• [ЗАДАНИЯ]
[a] Какое звание Петр присвоил боярину Шеину на пиру под стенами Азова, согласно тексту о взятии Азова?
[b] Выпишите из текста о взятии Азова дословно фрагмент между словами «Но Шеин мимо» и «расправа на месте!» включительно.
[c] Объясните на основе текста о взятии Азова, почему турки согласились покинуть крепость.

• [ИЗВЛЕЧЁННЫЙ ТЕКСТ]
* * *
Шеин требовал расстрела Меншикова «за самовольство», бомбардир Петр в гневе даже выпустил одно ядро по бастиону, занятому «атаманом». Но, остыв сам, урезонил и Шеина – мол, для того, чтоб Алексашку расстрелять, его сперва надобно вызволить. И Шеин отдал приказ начать массированный обстрел Азовской крепости и готовить общий штурм.
Через день, 18 июля, турки выслали парламентеров. Лишенные подвоза провизии и боеприпасов, да еще и потерявшие два бастиона, они выразили общее согласие покинуть крепость – но с условием, что им разрешат забрать свои семьи, а также всё имущество, которое они смогут вынести. Петр великодушно согласился с условиями турок. На башнях крепости спустились османские знамена.
Утром 19 июля начался исход турок из Азова. Восемь русских полков выстроились в две шеренги от крепостных ворот к реке. Бей Азова вручил Петру ключи от крепости. 16 турецких знамен склонились перед русским царем и главнокомандующим Алексеем Шеиным.
Одно отравляло Алексею Семеновичу Шеину жизнь – беззаконное геройство Меншикова. Будь это кто-то другой, а не любимец Петра, Шеин точно казнил бы его перед строем без лишних раздумий. Сейчас на это требовалось получить «высочайшую санкцию». А Петр был явно склонен замять происшествие – мол, победителей не судят. Он хоть и пожурил Александра, не наградил очередным повышением в звании (что было бы прямым оскорблением для Шеина) и даже наложил штраф в два бомбардирских жалованья, был настолько окрылен победой, что приказал о самовольстве Александра больше никому не поминать. Как ни крути, а Меншиков весьма содействовал победе! Если б не его дерзновение, как знать, может, месяцы еще сидеть бы под Азовом всем войском.
Но Шеин мимо Меншикова проходил мрачнее тучи – всем своим видом указывал Петру, как пагубно для армейской дисциплины оставлять такую страшную вину без наказания. На праздничном пиру стал даже поминать, как под ногами у него мешались «незваные бомбовые командоры» и что из-за этого – потерь в два раза больше, чем могло быть. И вообще в европейских армиях за такие действия одна награда – скорый суд и расправа на месте!
Петр понял, что само собой раздражение командующего не развеется, Шеин уязвлен в самое сердце подвигом Меншикова, к которому сам не причастен. И Петр не был бы Петром, если бы не придумал гениальный выход. Он здесь же, на пиру под стенами Азова, присвоил боярину Шеину звание генералиссимуса! Высшее воинское звание в Европе, про которое на Руси еще и не слыхали. У первого русского генералиссимуса голова закружилась от счастья, полководец разом перестал быть «униженным и оскорбленным» Меншиковым и судьбой. В конце пира Петр приказал Шеину и Меншикову обняться в знак забвения прошлых обид. Пьяные воины обнялись. Меншиков поклялся более не самовольничать, Шеин велел ему – вплоть до Москвы – ехать в казацком армяке, вывернутом наизнанку, с надписью «последний Стенька Разин», и на этом успокоился. Обиженный Меншиков едва не разъярился снова, но Петр, обняв его, шепнул, что Шеин пьян зело и наутро ничего не вспомнит. Так и вышло.
Медаль в память взятия Азова. 1696 год. Надпись на реверсе: «Молниями и волнами победитель»
* * *
• [СОХРАНЁННЫЕ ЗАПИСИ]
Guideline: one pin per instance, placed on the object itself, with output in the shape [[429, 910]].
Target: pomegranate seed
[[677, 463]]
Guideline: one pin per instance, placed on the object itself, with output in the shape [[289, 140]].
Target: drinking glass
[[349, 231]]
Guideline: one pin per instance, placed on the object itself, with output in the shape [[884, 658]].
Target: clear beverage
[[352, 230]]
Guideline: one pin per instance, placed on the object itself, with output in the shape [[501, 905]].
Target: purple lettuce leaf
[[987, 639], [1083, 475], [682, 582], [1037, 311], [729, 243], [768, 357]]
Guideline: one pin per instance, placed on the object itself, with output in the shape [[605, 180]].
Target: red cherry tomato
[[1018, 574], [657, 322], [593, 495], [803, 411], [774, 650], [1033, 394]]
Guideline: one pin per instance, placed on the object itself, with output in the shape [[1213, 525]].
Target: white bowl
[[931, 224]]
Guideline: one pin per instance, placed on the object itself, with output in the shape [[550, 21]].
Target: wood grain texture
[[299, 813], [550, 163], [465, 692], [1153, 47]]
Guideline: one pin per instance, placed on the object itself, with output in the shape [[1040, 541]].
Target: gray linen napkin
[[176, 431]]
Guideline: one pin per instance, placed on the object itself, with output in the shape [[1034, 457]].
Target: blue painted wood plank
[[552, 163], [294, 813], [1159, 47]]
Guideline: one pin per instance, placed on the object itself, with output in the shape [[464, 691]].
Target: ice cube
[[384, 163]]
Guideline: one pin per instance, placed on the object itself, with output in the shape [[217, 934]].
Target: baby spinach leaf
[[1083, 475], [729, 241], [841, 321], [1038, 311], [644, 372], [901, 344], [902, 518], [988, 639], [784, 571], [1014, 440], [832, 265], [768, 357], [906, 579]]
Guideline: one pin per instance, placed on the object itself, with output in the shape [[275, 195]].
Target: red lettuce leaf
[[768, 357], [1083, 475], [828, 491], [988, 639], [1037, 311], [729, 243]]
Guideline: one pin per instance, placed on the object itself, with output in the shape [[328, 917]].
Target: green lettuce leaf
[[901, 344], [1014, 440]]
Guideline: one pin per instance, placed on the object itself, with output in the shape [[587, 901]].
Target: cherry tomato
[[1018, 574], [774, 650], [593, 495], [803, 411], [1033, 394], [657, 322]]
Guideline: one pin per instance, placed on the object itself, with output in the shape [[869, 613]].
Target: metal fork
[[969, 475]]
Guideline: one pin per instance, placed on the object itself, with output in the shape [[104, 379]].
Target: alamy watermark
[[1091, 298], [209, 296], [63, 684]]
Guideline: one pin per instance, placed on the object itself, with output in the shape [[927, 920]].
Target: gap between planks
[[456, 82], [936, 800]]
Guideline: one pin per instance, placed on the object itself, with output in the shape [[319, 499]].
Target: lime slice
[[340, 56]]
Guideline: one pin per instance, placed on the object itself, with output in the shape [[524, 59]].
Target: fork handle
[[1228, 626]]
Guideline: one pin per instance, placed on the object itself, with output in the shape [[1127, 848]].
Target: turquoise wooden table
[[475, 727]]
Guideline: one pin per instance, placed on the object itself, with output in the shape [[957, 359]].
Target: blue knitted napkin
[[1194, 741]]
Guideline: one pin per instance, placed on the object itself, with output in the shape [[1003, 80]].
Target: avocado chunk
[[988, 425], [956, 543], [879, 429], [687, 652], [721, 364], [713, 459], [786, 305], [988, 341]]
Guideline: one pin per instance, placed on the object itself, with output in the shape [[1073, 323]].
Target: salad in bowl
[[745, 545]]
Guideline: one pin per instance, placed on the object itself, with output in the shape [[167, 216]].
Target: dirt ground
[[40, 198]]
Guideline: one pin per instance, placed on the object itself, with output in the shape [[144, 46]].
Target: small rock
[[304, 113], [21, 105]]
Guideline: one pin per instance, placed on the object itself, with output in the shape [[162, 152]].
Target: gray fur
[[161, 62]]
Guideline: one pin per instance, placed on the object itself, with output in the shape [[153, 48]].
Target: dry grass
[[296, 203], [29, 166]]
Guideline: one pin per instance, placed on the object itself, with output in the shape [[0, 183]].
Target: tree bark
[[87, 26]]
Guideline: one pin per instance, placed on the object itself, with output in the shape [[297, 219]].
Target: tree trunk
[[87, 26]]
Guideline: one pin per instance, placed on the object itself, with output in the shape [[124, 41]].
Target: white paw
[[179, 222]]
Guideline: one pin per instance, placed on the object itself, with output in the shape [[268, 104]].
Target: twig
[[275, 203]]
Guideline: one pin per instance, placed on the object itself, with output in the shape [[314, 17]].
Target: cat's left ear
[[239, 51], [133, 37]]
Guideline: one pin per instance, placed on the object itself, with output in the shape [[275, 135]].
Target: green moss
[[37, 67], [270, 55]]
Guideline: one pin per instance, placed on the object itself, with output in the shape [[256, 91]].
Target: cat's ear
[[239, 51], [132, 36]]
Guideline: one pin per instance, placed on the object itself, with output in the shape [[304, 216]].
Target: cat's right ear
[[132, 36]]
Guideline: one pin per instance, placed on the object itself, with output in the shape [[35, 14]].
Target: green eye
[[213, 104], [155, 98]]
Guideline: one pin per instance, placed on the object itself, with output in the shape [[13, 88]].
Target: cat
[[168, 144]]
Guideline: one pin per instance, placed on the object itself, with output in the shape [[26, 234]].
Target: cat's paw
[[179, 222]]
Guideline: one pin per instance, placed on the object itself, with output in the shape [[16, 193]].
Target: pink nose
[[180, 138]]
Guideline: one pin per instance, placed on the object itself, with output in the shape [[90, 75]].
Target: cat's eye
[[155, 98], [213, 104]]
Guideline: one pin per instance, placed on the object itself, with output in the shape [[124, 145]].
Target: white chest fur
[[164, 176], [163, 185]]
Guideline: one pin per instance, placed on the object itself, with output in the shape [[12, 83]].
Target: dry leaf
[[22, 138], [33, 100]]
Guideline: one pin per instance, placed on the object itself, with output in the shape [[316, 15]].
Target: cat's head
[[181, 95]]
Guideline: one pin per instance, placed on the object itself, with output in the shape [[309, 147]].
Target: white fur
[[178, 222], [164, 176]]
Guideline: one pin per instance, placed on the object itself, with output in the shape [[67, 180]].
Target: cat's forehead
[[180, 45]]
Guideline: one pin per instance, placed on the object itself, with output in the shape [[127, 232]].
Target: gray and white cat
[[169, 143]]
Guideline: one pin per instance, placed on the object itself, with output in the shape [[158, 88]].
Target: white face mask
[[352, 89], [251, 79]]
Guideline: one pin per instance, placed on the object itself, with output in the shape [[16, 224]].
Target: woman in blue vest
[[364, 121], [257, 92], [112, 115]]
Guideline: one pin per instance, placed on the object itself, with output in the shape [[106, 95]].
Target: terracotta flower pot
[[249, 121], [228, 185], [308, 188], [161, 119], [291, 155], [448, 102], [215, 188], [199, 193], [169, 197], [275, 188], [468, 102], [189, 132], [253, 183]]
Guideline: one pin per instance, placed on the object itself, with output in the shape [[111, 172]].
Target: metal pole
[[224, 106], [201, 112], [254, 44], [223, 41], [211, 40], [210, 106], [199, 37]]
* * *
• [ОТВЕТЫ К ЗАДАНИЯМ]
[a] Звание генералиссимуса.

[b]
Но Шеин мимо Меншикова проходил мрачнее тучи – всем своим видом указывал Петру, как пагубно для армейской дисциплины оставлять такую страшную вину без наказания. На праздничном пиру стал даже поминать, как под ногами у него мешались «незваные бомбовые командоры» и что из-за этого – потерь в два раза больше, чем могло быть. И вообще в европейских армиях за такие действия одна награда – скорый суд и расправа на месте!

[c] Турки были лишены подвоза провизии и боеприпасов и к тому же потеряли два бастиона. Поэтому они выслали парламентеров и выразили согласие уйти из крепости при условии, что им позволят забрать семьи и всё имущество, которое они смогут вынести.